» Given exercise
Turn the rows between the lines holding "target: american flag" and "[[[137,250],[65,238],[61,249],[61,293],[79,297],[120,299]]]", inclusive, into a two-column CSV with the headers input and output. Give one CSV line per row, with the row's text under input and its answer under output, each as a single quoted field with any line breaks replaced by spaces.

» Information shown
───
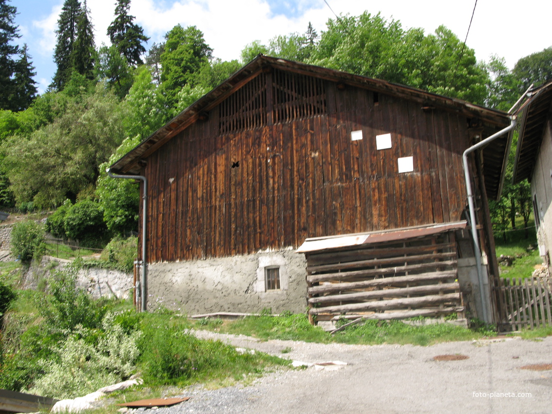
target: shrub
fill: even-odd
───
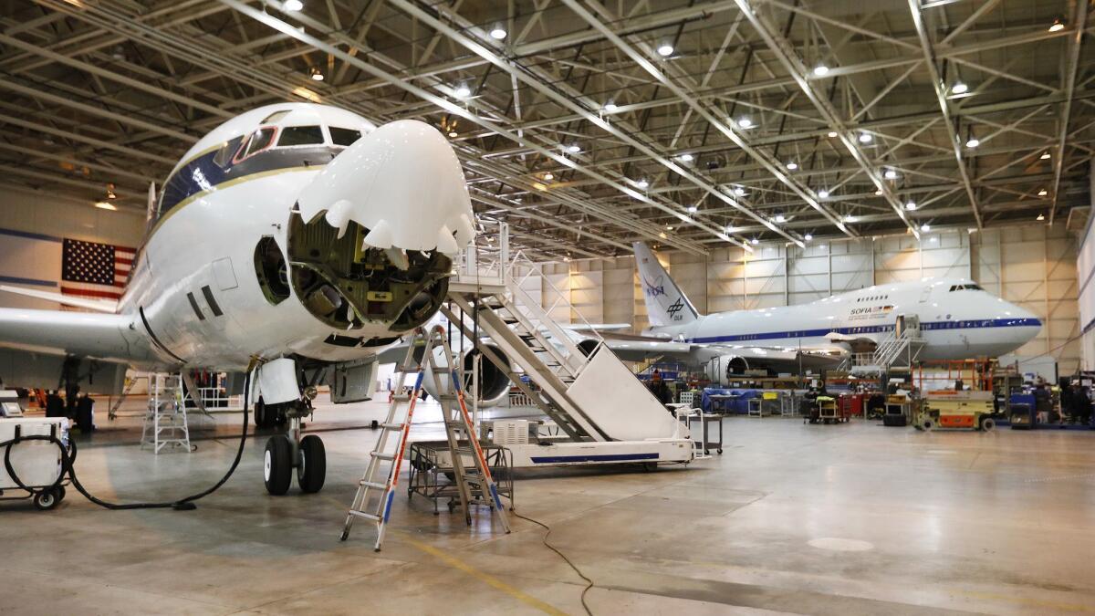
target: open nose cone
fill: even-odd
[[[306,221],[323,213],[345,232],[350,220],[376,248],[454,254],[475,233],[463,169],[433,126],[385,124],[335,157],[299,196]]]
───
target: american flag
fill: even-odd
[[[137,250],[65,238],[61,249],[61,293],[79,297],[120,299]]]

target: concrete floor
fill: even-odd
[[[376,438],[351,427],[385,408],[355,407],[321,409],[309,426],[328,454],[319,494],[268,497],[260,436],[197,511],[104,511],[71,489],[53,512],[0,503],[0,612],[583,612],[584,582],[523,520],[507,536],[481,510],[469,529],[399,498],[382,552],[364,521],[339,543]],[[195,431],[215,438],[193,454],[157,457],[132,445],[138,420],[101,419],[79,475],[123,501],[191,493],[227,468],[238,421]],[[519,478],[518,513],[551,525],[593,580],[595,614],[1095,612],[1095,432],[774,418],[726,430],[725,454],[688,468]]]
───
» Response to this task
input,output
"target: american flag fill: even-odd","[[[137,250],[65,238],[61,249],[61,293],[79,297],[120,299]]]"